| Passage for review |
See https://www.pnas.org/doi/10.1073/pnas.2505698122
Insect pests represent a major threat to agriculture worldwide. Elucidating the molecular mechanisms by which insect pests attack plants could lead to new pest control strategies, thereby enhancing global food security. The brown planthopper (BPH) is the most destructive insect pest in rice production. In this study, we found that BPH secretes a salivary protein, Nilaparvata lugens Annexin-like5 (NlANX5), to target rice host annexins that are associated with calcium fluxes and activation of multiple rice defense pathways. This knowledge led to employing enhanced expression of rice annexin–encoding genes to successfully defeat the virulence function of NlANX5. Results have significant implications in the development of antivirulence breeding strategies against BPH.

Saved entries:
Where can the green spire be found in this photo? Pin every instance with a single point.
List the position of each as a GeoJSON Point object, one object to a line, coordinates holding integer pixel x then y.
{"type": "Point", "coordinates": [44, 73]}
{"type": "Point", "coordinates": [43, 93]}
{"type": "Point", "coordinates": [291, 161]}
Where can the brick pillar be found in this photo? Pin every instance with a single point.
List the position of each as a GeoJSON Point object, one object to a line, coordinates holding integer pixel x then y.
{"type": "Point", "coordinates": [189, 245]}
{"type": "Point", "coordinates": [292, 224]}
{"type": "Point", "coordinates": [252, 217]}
==
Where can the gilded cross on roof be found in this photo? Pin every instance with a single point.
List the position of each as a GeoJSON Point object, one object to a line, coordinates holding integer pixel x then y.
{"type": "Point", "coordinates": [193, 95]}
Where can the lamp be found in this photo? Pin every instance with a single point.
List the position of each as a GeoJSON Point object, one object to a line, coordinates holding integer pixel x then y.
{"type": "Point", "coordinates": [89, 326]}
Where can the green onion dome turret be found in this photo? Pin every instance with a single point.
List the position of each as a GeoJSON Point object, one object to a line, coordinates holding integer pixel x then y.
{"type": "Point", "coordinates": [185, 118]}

| Things to do |
A. In the passage on brown planthopper saliva, what salivary protein does the brown planthopper secrete?
B. Quote every sentence in the passage on brown planthopper saliva that contains the abbreviation "BPH."
C. Write the next part of the passage on brown planthopper saliva, picking up after its final sentence.
The saved entries are not needed.

| Answer list |
A. It secretes Nilaparvata lugens Annexin-like5 (NlANX5).

B.
- The brown planthopper (BPH) is the most destructive insect pest in rice production.
- In this study, we found that BPH secretes a salivary protein, Nilaparvata lugens Annexin-like5 (NlANX5), to target rice host annexins that are associated with calcium fluxes and activation of multiple rice defense pathways.
- Results have significant implications in the development of antivirulence breeding strategies against BPH.

C.
Abstract
The brown planthopper (BPH) is the most devastating insect pest in rice, posing a serious threat to global rice production. One attractive control strategy would be based on the understanding of the virulence mechanisms of BPH at the molecular level and then designing targeted methods to neutralize such mechanisms. Salivary proteins of BPH are important players in mediating rice–BPH interactions. Here, we describe a pivotal role of a watery saliva protein, Nilaparvata lugens Annexin-like5 (NlANX5), in the rice–BPH interaction. RNA interference (RNAi) of NlANX5 greatly compromised BPH feeding performance and survival rate on rice plants. NlANX5-RNAi BPH triggered a rapid calcium ion influx in rice cells. The feeding and survival defects of NlANX5-RNAi BPH can be restored in NlANX5-expressing transgenic rice plants. NlANX5 targets rice annexin (OsANN) proteins, including OsANN2 and OsANN8. Further analysis with NlANX5 and OsANN2 as well as OsANN8 showed that NlANX5 displaces OsANN2 and OsANN8 from the rice cell membrane. The osann2 osann8 mutant rice plants are hypersusceptible to BPH infestation. In contrast, enhanced expression of OsANN2 and OsANN8 genes resulted in robust rice resistance against BPH. This study highlights a successful example of identifying and augmenting the expression of the host targets of a major BPH virulence effector as a promising antivirulence strategy against an important crop pest.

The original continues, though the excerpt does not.